*Set problem*:
Tally the lines in the data below that contain the string "white" and give only that number.

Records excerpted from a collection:
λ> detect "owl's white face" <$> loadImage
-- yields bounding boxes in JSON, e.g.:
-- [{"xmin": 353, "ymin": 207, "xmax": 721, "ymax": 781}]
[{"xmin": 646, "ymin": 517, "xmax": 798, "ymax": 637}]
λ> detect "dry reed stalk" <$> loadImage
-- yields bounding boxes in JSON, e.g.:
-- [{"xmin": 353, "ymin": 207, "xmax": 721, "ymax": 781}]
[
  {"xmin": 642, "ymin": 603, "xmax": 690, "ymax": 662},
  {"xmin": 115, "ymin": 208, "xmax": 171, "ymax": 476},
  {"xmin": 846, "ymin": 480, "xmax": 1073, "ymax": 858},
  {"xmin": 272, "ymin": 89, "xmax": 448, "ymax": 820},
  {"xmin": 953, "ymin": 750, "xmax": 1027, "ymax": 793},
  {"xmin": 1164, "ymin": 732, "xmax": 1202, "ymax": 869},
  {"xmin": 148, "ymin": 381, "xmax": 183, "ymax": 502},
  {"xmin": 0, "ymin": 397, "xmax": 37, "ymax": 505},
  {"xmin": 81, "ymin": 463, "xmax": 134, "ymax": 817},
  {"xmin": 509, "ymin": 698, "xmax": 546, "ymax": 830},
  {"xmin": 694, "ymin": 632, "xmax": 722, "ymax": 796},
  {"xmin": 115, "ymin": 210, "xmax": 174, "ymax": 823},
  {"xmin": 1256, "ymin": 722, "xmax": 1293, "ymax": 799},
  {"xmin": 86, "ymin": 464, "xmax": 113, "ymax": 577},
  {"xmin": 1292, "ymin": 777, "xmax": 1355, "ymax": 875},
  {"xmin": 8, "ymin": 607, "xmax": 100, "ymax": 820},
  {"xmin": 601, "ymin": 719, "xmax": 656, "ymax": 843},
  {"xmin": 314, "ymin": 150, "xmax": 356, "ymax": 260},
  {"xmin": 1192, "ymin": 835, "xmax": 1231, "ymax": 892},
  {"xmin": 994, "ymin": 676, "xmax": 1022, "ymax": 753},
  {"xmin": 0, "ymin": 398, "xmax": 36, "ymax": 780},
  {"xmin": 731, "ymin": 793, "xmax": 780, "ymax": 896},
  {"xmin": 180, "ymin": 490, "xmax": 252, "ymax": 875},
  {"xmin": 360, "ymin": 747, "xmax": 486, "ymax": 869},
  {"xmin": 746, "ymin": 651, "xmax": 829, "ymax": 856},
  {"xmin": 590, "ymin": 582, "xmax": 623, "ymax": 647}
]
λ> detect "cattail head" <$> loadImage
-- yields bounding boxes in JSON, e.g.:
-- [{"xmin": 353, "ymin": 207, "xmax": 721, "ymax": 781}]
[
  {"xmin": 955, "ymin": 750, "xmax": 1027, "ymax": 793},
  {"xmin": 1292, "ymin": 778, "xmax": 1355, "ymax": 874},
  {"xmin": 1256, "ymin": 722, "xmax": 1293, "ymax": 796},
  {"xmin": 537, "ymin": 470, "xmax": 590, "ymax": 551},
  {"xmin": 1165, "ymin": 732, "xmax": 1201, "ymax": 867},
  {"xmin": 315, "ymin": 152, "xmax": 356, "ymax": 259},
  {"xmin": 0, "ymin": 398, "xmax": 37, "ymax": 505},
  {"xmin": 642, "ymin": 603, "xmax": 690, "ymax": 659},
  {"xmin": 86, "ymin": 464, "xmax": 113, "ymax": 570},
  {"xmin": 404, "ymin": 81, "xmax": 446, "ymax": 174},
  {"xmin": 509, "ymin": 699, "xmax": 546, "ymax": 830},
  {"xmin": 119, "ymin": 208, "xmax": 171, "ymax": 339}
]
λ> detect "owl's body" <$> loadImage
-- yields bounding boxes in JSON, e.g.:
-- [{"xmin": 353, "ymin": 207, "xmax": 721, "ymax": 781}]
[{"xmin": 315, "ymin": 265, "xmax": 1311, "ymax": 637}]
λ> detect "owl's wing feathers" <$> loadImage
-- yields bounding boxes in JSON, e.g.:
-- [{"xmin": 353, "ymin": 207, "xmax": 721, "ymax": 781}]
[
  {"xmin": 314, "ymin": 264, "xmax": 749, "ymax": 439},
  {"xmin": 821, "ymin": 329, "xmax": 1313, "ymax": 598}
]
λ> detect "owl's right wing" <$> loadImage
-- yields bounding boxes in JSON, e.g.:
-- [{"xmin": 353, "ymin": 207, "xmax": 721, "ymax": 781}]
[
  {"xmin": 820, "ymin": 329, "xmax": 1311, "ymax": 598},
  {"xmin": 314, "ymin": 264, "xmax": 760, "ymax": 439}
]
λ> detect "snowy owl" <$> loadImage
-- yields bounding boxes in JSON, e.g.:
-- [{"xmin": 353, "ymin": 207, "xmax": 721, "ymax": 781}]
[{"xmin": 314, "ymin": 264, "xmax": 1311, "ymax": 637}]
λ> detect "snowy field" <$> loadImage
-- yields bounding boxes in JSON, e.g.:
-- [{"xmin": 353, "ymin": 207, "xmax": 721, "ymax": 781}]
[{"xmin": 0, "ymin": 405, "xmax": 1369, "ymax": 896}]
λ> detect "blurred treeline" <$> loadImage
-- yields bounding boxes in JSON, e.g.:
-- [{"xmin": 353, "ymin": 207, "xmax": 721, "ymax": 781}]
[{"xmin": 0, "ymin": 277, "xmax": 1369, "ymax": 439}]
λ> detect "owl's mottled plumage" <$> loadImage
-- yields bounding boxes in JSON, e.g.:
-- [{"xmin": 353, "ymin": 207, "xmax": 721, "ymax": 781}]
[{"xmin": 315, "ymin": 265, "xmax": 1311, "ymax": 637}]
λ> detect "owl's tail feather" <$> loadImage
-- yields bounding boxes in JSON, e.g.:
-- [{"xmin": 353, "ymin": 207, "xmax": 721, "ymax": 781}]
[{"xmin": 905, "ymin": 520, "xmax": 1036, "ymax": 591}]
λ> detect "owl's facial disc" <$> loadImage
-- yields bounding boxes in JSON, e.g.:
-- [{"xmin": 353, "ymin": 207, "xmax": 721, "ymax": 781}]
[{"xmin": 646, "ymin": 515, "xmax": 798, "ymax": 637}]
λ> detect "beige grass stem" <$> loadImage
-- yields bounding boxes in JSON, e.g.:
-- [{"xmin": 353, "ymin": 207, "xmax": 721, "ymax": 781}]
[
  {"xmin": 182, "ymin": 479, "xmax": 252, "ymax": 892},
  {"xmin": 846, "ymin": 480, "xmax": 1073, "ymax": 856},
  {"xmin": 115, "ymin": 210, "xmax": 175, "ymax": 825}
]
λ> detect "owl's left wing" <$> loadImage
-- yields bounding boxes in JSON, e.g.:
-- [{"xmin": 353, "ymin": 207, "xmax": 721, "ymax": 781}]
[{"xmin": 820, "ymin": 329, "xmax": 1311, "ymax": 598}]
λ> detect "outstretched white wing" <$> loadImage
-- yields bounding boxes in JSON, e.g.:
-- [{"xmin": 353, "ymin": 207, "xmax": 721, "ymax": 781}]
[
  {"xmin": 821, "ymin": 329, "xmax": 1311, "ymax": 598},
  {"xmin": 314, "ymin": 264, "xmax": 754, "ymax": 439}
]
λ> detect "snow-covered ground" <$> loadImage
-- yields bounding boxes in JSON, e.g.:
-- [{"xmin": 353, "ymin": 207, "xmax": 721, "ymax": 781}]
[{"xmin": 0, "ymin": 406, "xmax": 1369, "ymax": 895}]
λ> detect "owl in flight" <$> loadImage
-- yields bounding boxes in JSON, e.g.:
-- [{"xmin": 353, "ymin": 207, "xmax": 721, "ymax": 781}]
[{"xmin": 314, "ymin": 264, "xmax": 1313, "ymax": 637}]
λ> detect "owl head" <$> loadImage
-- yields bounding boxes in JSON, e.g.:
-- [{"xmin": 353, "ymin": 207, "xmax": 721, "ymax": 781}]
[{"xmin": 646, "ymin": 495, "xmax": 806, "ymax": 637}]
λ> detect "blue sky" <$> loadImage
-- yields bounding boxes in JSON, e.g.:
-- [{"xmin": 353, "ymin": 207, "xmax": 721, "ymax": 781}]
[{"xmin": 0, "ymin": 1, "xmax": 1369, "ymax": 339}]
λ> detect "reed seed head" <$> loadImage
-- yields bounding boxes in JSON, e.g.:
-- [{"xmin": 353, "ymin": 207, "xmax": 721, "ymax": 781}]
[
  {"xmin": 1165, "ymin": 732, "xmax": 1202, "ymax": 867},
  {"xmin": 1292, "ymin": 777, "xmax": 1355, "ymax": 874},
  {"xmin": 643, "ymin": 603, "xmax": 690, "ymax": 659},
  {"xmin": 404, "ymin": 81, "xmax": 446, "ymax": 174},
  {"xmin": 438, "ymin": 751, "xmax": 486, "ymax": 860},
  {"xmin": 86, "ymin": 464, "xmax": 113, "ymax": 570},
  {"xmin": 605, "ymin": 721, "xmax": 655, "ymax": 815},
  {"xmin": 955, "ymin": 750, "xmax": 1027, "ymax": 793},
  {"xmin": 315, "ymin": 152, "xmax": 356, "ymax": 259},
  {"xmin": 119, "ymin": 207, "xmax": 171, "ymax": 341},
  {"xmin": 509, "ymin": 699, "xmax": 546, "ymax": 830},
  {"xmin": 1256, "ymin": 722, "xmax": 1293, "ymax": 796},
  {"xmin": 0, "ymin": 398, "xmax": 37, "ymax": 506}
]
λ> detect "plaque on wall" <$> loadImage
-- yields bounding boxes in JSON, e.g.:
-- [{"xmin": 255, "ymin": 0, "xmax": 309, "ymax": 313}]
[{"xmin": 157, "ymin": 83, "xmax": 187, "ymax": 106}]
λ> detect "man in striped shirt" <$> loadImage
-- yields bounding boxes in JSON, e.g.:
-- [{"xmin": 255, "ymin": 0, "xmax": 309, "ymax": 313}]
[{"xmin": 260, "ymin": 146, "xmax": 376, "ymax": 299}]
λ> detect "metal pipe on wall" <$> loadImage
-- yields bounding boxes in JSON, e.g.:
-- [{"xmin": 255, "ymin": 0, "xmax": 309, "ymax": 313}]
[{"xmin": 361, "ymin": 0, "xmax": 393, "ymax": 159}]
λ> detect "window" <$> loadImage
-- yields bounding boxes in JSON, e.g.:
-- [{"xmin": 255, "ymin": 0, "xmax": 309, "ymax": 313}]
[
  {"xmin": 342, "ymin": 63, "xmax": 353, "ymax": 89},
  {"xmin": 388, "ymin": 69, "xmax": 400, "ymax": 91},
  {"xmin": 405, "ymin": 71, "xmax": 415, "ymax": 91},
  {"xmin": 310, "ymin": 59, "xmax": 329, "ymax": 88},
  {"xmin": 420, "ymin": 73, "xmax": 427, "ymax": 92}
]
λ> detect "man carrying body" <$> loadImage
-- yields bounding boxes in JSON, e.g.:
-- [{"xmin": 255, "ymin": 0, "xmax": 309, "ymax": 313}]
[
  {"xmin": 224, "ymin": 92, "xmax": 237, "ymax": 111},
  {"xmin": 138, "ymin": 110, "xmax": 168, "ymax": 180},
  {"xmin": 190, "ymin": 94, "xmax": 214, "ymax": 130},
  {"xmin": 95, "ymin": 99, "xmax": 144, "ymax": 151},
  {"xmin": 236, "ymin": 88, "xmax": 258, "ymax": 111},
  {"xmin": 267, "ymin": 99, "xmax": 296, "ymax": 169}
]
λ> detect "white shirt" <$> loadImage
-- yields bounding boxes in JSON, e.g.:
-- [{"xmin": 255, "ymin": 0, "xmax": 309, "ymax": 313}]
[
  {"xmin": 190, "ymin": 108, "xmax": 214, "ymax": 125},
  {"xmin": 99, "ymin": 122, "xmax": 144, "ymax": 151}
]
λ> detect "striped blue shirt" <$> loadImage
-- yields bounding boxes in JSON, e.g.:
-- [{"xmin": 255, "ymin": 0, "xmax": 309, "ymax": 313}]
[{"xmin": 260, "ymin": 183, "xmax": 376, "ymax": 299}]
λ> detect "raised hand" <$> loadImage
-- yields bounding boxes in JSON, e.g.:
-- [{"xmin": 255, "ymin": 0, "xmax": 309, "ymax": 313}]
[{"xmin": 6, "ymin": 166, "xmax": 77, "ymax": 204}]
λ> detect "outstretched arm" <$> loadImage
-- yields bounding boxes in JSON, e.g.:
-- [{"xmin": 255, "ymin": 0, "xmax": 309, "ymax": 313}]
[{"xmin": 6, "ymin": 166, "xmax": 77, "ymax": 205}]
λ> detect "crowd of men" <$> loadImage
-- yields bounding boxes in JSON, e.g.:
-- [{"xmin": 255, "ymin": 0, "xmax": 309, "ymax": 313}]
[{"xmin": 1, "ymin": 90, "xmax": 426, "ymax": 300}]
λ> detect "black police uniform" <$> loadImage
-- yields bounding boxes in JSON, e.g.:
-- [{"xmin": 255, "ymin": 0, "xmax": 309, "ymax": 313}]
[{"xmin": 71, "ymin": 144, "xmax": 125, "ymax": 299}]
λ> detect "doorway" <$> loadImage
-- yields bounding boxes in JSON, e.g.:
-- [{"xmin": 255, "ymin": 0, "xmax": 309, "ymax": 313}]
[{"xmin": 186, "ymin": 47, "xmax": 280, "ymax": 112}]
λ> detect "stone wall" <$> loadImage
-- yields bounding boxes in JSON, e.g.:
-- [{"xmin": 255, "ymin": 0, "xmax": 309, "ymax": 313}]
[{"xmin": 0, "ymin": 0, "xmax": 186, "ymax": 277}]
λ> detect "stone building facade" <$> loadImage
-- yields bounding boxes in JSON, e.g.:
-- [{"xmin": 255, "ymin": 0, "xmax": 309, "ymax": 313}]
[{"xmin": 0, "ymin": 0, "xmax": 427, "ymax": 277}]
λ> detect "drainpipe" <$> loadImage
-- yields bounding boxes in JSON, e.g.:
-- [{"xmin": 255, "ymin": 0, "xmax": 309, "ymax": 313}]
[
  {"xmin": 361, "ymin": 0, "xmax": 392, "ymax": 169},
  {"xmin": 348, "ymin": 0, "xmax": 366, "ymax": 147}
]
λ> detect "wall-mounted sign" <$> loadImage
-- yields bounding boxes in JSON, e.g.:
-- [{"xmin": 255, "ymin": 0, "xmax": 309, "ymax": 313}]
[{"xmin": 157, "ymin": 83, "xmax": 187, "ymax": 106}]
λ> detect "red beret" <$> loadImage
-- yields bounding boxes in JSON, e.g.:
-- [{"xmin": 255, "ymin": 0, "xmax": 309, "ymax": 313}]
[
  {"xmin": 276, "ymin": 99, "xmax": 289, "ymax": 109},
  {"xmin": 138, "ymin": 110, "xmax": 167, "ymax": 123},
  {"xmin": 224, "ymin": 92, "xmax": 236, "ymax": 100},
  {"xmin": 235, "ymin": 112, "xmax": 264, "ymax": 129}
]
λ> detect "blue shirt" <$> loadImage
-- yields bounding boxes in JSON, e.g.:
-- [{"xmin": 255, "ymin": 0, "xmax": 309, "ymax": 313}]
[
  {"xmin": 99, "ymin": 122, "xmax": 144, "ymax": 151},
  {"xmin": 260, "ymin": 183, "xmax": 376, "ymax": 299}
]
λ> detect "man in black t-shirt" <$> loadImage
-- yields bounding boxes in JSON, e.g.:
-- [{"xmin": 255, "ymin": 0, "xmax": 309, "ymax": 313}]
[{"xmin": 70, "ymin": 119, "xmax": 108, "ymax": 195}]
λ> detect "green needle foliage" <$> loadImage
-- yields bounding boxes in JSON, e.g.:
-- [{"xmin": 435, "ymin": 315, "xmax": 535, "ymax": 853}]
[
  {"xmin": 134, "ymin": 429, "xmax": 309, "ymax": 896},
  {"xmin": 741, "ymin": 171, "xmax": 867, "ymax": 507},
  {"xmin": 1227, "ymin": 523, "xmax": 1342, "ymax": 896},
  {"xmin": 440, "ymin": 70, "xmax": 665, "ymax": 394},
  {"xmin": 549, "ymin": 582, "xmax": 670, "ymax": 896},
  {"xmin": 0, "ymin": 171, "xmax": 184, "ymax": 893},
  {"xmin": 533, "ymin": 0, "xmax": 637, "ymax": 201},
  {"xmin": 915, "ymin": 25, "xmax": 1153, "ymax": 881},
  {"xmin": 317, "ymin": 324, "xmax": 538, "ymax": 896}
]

*Expected answer*:
3